WORK REQUIRED:
Write out exactly, with no other output, the lines below from the one that contains "outline --target=island ridge" through the end.

Records from a collection:
[Begin]

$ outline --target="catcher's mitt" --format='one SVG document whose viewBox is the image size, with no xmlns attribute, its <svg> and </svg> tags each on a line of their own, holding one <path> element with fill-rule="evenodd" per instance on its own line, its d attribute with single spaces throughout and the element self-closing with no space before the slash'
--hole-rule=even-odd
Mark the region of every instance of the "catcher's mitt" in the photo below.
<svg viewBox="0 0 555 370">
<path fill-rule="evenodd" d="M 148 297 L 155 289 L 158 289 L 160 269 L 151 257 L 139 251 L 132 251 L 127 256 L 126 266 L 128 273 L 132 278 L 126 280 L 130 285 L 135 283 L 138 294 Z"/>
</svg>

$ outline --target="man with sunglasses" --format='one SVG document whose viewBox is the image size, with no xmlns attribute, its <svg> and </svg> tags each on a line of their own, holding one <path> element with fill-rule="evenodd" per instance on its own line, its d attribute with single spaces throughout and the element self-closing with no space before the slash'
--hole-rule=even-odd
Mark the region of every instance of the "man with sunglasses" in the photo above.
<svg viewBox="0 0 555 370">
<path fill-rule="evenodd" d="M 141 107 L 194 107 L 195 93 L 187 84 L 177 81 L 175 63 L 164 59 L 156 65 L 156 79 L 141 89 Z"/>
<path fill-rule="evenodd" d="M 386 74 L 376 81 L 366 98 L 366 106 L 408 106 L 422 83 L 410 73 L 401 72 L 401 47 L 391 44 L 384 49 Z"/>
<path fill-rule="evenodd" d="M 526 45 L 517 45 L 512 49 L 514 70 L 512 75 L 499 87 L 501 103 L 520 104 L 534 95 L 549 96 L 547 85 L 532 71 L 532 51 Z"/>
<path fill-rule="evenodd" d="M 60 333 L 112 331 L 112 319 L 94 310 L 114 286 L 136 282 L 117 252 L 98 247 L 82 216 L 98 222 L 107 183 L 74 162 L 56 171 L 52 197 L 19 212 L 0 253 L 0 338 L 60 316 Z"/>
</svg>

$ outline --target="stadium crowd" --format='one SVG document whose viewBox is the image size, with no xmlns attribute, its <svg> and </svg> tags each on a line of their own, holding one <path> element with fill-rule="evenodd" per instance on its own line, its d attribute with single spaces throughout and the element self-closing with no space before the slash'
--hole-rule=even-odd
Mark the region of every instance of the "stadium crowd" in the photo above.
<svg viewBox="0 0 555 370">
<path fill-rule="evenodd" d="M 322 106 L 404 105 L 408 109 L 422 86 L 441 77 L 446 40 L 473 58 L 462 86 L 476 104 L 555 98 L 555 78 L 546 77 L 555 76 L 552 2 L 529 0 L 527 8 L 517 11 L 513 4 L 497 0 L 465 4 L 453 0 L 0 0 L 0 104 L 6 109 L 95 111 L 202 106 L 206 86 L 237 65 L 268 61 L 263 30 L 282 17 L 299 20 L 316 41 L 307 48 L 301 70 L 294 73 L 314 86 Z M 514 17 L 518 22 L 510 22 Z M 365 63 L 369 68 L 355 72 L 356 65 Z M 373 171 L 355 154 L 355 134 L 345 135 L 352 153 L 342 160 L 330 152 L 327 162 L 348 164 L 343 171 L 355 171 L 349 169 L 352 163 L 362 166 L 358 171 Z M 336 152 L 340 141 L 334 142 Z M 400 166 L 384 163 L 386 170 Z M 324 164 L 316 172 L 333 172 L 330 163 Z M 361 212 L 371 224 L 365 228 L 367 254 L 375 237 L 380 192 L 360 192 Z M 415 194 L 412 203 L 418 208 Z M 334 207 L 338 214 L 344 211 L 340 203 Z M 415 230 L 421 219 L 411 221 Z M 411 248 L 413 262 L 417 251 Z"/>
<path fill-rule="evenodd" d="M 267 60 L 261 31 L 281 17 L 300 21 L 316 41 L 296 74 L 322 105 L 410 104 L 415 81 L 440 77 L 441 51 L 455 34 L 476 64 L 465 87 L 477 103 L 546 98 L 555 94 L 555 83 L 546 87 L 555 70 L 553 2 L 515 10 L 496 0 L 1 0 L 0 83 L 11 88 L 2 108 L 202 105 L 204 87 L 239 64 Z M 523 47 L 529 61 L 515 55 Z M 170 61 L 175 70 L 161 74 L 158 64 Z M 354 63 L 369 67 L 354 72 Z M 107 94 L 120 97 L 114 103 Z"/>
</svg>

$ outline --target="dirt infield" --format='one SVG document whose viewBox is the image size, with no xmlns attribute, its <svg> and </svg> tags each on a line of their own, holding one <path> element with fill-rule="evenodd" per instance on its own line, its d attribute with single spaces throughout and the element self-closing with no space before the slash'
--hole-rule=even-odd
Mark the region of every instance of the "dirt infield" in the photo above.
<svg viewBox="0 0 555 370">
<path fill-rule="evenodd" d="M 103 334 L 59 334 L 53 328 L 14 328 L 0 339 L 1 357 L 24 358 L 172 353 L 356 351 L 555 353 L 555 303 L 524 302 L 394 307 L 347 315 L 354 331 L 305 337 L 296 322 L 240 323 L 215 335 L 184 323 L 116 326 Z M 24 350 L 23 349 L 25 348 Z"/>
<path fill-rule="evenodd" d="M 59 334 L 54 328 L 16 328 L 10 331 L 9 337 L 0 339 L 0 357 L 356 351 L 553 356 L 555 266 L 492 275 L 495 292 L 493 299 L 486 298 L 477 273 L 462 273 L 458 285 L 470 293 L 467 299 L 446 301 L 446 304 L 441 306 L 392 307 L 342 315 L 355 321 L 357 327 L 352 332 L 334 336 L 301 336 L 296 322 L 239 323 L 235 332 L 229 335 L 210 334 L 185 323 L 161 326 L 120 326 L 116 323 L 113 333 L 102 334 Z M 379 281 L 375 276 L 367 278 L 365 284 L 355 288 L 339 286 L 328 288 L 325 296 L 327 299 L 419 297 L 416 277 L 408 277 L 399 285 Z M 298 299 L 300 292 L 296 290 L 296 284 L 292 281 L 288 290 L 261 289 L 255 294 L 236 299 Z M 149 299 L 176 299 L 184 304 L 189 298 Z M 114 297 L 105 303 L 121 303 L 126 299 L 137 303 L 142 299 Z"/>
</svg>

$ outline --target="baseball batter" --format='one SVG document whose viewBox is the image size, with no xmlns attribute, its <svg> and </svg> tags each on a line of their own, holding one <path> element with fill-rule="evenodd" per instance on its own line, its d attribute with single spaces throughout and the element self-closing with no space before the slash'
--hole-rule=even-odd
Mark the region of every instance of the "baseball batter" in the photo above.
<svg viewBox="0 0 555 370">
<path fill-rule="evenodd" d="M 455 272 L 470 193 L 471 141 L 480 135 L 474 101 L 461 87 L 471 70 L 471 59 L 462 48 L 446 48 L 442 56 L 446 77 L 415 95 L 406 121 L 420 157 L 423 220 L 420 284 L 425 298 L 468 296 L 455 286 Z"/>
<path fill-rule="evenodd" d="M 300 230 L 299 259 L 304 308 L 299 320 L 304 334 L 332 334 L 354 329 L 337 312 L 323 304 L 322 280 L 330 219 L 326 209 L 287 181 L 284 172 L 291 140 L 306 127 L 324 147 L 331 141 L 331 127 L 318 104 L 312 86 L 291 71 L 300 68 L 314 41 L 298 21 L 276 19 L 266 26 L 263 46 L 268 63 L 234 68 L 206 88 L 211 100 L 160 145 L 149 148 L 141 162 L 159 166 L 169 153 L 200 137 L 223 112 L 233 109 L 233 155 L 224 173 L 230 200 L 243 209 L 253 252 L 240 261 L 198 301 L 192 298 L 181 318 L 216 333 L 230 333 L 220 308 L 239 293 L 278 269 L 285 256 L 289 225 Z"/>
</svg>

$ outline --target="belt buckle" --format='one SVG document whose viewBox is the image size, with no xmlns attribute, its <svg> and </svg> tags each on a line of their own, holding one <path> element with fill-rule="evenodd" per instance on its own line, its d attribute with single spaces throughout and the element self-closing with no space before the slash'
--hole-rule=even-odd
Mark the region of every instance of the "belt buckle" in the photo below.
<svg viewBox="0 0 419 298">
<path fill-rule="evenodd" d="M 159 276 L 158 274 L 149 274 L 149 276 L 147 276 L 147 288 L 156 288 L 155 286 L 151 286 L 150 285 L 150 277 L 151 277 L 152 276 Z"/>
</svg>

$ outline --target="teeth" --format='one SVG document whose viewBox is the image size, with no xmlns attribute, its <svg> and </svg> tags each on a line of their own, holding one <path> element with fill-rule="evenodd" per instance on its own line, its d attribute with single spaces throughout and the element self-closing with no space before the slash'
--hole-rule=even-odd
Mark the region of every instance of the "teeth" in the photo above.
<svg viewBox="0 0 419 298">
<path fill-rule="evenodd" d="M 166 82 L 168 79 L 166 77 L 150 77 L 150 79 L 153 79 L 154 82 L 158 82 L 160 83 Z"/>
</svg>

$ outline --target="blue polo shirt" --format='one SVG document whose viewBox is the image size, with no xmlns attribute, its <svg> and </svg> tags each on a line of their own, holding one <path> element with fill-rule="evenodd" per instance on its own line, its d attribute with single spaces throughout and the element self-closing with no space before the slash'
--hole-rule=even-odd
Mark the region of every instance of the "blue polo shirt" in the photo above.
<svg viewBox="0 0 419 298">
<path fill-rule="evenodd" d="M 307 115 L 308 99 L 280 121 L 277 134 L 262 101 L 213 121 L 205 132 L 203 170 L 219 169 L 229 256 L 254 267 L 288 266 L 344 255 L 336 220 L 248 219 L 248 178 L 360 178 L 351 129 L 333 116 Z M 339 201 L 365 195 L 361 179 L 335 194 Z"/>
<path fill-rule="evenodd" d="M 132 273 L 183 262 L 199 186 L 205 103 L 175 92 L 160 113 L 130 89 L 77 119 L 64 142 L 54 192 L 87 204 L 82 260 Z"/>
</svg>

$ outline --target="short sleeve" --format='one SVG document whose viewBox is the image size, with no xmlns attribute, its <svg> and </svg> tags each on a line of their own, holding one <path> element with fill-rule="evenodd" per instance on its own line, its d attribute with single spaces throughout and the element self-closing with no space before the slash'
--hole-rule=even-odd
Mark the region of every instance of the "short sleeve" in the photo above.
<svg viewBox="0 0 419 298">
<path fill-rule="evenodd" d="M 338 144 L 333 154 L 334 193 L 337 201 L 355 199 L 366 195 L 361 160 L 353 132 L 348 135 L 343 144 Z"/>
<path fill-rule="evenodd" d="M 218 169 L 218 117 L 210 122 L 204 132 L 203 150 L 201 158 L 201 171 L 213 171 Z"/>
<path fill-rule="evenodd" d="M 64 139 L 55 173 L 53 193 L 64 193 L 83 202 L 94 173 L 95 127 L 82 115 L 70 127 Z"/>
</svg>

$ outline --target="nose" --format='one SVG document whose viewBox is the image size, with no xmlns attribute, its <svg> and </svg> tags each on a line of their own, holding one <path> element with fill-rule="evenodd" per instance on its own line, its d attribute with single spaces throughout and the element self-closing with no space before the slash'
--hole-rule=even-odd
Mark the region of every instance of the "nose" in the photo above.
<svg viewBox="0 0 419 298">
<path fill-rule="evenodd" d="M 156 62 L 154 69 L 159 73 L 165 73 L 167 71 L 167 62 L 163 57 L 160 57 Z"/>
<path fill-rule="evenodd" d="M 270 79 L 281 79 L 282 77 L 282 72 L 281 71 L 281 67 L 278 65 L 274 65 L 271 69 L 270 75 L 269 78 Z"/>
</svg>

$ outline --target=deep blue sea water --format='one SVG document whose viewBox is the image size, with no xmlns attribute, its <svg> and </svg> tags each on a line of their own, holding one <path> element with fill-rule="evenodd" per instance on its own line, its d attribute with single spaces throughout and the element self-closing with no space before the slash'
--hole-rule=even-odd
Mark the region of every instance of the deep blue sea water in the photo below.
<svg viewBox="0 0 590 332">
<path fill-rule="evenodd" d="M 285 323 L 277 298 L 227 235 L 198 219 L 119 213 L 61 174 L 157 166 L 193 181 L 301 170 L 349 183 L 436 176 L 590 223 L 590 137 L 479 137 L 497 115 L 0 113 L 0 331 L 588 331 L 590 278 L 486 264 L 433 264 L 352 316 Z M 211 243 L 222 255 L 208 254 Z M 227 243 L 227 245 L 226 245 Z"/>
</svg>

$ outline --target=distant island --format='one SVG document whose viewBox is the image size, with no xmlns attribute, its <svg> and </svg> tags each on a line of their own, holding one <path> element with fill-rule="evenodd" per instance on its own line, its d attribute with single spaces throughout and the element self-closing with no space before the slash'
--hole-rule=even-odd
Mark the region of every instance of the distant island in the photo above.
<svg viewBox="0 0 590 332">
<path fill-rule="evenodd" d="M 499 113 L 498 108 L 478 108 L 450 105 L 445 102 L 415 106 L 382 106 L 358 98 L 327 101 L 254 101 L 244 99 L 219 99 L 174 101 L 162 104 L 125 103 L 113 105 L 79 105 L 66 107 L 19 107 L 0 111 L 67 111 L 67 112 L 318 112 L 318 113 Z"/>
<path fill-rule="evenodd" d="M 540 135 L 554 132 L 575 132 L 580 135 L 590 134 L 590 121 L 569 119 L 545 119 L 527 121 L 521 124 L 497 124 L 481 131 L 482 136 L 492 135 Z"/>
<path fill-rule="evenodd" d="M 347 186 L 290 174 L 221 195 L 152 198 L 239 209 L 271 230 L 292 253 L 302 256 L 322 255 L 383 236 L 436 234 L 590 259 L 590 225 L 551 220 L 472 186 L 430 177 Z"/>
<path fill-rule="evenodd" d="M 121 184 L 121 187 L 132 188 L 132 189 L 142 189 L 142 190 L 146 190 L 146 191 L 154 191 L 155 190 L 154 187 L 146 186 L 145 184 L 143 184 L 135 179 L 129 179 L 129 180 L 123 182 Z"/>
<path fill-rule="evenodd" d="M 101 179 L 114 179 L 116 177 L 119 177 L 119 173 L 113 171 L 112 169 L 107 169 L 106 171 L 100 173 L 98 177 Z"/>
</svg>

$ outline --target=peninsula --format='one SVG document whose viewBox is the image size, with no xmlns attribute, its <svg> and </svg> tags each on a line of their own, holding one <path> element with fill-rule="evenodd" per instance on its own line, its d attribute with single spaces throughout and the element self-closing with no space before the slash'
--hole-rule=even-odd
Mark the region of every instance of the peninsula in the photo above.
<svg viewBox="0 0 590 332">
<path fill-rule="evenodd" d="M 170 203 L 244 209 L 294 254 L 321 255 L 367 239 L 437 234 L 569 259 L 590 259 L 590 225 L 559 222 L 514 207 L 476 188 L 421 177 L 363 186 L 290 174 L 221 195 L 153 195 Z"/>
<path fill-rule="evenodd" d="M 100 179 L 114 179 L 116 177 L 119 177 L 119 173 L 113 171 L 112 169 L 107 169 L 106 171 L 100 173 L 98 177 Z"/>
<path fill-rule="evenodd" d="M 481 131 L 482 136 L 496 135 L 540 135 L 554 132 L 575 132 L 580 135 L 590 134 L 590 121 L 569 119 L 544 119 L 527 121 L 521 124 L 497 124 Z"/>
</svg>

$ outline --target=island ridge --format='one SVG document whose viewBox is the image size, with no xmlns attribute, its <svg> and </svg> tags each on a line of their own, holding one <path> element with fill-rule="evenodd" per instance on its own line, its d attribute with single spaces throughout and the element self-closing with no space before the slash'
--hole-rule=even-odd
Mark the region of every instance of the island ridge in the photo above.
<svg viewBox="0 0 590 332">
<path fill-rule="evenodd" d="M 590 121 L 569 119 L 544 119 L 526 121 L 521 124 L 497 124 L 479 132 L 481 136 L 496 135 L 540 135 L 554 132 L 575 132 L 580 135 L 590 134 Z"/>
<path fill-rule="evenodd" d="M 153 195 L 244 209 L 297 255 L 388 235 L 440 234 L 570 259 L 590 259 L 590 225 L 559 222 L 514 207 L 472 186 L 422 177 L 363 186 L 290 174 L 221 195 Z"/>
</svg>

[End]

COMPLETE OUTPUT:
$ outline --target=island ridge --format='one SVG document whose viewBox is the image size, with no xmlns attribute, its <svg> and </svg> tags each on a line of their own, holding one <path> element with fill-rule="evenodd" per instance on its own line, its d attribute with single spaces throughout and the element self-closing with no space before the slash'
--hole-rule=even-odd
Mark the region of every instance of the island ridge in the photo above.
<svg viewBox="0 0 590 332">
<path fill-rule="evenodd" d="M 590 121 L 569 119 L 544 119 L 526 121 L 521 124 L 497 124 L 479 132 L 481 136 L 496 135 L 540 135 L 554 132 L 575 132 L 580 135 L 590 134 Z"/>
<path fill-rule="evenodd" d="M 153 195 L 244 209 L 297 255 L 388 235 L 440 234 L 570 259 L 590 259 L 590 225 L 559 222 L 514 207 L 472 186 L 422 177 L 363 186 L 290 174 L 221 195 Z"/>
</svg>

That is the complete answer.